GIVEN DATA.
======

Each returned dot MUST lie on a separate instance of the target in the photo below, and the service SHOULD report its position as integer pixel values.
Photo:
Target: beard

======

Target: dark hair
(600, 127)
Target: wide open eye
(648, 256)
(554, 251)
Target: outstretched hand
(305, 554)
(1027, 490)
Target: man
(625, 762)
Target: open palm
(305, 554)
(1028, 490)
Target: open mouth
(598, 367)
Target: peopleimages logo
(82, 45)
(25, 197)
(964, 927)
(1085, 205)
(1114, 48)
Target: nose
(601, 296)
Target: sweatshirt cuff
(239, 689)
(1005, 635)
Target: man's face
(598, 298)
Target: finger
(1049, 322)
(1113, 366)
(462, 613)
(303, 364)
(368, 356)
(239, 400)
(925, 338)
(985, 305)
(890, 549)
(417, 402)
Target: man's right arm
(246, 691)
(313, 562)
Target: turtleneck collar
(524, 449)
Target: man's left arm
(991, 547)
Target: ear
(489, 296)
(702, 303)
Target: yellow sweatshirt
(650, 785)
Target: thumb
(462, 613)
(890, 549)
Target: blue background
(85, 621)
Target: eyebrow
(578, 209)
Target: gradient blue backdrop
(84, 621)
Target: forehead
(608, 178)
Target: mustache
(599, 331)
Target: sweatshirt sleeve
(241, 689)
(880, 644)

======

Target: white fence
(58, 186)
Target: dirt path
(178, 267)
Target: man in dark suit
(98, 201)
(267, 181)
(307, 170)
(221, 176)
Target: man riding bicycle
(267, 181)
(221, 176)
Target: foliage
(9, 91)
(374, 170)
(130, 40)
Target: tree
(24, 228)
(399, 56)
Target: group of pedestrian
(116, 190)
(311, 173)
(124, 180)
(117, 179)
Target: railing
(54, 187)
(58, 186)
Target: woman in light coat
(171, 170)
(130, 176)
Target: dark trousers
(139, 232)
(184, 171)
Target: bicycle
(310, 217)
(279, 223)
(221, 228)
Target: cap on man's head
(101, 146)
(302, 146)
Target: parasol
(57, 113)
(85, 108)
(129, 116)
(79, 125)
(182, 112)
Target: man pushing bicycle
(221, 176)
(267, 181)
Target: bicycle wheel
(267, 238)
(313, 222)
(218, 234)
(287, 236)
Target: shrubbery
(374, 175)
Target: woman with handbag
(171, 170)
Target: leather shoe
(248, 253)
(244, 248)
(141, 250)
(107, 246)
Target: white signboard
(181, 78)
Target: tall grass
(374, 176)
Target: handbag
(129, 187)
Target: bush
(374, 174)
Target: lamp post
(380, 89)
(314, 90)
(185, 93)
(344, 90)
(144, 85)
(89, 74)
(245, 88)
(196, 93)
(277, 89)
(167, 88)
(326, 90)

======

WHAT TO WORK ON. Among the entries above, locate the lines containing "Each returned dot" and "Target: beard", and transcribe exactly those two lines and all lines between.

SOLUTION TO THIS EXERCISE.
Each returned dot MUST lie on a separate instance of the target in the photo below, and the service SHOULD report its position as integer pixel values.
Photo:
Target: beard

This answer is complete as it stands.